## WORK TO COMPLETE
Using the text on the transatlantic slave trade, explain what made the Transatlantic Slave Trade grow.

## READING TEXT
● ● ●

An Inhuman Trade
Following Columbus’s voyage in 1492, European’s traveled across the Atlantic and began the process of colonization. They displaced indigenous people, including killing some, placing others in bondage and seizing indigenous lands. As the global demand for slave labor grew, so did the Transatlantic Slave Trade, fueled in part by a new system of forced labor in the Atlantic World. Cowries, manillas, beads, and guns changed hands in exchange for African men, women, and children. By 1700, Europeans made money from the sale of African people and their labor—clearing land, carving out profitable landscapes, and cultivating cash crops in the Atlantic World.
The Trauma of Transition
The transition to slavery was traumatic. With each step of the process, captive Africans experienced immense physical and psychological strain. Torn away from their homelands and loved ones, they were marched hundreds of miles from the interior. Once they reached the coast, they were crammed into barracoons, or slave barracks, for an average of three months before being forced onto slave ships to cross the Atlantic. Those who survived carried forward their cultures, faiths, and the value of freedom.
I was brought from a state of innocence and freedom, and in a barbarous and cruel manner, conveyed to a state of horror and slavery.
Ottobah Cugoano, 1787
Kidnapping: Capturing People
Armed with European rifles, African and European slave catchers raided the homes of their rivals to capture men, women, and children for the Transatlantic Slave Trade.
We had a . . . discontented journey . . . in . . . fear that the people . . . would murder me . . . travelling so far by land . . . upwards of a thousand miles . . . I was about thirteen.
Louis Asa-Asa, 1831
Storing: Filling the Barracoons
Captive Africans were kept in overcrowded prisons called barracoons. Fifteen to 30 percent died before they could be sold and put aboard slave ships.
The slaves were all put into a pen, and . . . ordered not to look about . . . to insure obedience, a man . . . with a whip . . . [was] ready to strike.

● ● ●

Stored data entries
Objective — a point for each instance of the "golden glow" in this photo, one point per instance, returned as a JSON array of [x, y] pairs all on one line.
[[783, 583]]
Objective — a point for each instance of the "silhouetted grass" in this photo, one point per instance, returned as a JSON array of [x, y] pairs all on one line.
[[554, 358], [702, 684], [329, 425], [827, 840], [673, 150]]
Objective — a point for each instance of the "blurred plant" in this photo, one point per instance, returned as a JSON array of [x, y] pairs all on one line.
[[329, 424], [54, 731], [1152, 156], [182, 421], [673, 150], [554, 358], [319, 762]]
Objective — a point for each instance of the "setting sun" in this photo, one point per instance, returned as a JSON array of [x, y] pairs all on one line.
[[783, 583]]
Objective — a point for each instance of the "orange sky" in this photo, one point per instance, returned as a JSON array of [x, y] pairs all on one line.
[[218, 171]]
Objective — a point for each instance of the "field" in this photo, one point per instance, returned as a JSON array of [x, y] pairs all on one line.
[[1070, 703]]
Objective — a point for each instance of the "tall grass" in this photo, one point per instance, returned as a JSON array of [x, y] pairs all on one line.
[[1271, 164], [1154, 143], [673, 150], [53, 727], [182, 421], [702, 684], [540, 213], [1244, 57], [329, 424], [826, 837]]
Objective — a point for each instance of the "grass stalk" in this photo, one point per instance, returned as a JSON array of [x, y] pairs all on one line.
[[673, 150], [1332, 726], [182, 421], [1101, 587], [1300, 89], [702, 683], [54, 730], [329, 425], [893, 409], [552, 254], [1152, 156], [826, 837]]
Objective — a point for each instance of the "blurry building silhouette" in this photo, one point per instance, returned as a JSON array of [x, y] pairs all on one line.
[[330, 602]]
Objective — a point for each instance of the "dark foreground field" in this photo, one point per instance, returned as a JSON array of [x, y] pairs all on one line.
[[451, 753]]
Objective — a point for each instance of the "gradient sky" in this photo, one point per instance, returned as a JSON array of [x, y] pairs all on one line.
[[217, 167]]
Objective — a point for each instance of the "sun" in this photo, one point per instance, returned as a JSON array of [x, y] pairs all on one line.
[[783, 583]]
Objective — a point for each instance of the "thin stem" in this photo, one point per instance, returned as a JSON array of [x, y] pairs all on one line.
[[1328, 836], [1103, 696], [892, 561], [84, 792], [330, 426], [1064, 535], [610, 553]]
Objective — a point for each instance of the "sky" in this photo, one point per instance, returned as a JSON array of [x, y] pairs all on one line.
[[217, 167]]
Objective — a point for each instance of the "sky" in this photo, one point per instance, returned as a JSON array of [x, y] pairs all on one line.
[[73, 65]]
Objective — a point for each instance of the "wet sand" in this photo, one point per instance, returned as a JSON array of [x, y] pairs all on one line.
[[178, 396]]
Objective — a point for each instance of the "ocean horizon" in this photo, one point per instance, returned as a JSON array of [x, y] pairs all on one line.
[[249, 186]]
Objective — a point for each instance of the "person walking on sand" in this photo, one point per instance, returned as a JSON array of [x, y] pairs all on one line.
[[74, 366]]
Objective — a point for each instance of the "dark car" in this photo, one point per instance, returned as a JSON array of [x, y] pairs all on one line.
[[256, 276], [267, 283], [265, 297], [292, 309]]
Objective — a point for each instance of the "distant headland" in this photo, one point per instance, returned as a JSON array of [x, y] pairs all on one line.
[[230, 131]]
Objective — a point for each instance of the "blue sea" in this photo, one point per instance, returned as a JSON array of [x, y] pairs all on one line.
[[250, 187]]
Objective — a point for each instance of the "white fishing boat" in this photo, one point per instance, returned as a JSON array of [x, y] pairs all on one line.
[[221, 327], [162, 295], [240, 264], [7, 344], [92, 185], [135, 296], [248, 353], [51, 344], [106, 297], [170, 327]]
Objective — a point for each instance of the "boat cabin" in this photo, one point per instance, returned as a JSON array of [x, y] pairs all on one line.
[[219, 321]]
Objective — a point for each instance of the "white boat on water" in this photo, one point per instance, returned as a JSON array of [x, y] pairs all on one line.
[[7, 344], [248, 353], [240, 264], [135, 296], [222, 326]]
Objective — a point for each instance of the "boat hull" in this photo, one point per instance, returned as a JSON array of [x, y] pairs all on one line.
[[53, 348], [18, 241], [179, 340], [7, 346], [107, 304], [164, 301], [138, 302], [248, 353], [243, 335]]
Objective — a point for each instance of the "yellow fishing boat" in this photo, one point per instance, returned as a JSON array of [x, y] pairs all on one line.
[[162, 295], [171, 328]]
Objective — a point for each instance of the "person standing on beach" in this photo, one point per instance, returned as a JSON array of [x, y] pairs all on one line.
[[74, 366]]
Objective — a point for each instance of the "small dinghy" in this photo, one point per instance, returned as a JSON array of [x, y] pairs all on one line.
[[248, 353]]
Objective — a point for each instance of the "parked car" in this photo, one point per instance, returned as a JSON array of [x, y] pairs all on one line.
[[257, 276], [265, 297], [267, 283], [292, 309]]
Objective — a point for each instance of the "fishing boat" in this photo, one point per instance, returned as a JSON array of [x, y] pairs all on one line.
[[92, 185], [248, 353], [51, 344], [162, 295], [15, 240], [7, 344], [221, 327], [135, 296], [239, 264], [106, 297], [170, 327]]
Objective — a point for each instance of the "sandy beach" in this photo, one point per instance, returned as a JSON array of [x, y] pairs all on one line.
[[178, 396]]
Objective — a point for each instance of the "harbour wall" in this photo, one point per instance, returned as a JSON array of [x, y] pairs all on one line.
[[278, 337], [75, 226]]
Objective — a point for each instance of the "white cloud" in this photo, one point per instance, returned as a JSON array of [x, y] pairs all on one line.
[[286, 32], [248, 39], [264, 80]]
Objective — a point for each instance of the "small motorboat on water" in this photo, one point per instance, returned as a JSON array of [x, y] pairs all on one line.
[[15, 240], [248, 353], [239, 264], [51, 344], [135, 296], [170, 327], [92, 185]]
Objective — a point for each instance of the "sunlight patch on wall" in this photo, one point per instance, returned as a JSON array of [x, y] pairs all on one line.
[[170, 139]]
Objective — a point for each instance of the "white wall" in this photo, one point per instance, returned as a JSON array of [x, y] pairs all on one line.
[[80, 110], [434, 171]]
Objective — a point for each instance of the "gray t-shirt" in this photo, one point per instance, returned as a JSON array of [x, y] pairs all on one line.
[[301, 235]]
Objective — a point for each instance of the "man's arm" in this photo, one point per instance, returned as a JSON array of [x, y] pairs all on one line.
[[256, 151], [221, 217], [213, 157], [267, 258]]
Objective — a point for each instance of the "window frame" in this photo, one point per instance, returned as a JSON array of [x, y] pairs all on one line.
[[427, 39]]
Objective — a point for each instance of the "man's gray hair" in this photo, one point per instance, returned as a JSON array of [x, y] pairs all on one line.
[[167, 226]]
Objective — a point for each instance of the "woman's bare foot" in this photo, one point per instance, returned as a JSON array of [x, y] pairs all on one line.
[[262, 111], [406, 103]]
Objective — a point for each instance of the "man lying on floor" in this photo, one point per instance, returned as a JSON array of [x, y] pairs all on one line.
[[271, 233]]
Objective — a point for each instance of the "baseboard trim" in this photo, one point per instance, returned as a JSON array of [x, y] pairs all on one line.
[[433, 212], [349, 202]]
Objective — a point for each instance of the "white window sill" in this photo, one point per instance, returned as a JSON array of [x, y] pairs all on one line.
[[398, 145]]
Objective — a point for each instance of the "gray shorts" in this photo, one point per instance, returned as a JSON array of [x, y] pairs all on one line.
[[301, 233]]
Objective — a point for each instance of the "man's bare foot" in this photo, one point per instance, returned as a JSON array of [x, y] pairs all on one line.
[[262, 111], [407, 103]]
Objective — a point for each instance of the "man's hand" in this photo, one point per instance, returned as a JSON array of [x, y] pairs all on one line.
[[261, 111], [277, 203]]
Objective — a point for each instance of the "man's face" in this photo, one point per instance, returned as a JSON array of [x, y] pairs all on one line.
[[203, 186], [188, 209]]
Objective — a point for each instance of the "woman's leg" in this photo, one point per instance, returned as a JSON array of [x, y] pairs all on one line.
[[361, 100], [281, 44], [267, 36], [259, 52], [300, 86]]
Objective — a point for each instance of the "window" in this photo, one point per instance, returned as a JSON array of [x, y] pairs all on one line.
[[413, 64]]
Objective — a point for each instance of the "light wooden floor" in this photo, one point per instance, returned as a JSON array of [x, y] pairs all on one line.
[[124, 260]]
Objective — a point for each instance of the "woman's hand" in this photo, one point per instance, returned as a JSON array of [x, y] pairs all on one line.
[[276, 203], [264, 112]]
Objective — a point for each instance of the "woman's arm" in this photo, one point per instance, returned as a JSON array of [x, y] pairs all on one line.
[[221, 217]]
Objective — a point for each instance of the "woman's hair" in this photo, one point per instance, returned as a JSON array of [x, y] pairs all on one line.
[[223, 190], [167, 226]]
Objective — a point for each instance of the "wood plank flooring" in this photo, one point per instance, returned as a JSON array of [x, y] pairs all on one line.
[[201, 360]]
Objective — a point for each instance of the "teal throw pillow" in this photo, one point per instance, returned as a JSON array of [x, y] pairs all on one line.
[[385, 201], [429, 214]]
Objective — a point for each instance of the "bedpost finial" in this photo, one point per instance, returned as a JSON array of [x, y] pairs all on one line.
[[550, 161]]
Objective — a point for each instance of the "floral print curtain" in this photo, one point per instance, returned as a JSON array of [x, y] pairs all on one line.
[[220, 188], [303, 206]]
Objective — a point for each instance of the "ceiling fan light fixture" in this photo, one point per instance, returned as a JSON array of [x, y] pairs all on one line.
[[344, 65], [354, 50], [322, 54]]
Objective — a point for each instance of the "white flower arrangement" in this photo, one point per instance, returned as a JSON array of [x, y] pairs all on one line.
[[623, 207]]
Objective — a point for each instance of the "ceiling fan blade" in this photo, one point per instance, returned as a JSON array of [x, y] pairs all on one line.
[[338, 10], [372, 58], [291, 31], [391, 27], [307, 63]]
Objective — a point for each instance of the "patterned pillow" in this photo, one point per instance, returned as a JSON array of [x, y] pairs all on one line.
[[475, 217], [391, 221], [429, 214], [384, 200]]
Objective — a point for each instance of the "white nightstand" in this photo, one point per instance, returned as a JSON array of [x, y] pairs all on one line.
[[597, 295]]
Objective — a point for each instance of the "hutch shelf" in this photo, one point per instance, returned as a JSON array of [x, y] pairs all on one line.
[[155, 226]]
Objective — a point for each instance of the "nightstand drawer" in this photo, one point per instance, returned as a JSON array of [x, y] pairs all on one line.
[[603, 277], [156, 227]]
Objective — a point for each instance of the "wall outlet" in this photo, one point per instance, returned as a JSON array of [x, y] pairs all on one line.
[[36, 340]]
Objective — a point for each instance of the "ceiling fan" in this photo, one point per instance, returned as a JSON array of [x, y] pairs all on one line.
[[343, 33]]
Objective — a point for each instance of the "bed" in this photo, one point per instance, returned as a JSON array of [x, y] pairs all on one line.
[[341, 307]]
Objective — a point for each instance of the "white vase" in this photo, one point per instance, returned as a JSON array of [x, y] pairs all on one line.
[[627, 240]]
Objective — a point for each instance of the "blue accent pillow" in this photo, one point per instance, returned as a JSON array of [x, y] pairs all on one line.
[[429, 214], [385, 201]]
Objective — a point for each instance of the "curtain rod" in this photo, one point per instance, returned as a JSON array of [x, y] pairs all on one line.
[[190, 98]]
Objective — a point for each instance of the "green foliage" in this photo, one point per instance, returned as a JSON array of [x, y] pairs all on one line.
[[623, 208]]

● ● ●

## REPLY
The Transatlantic Slave Trade grew as the global demand for slave labor grew. A new system of forced labor in the Atlantic World also helped fuel it.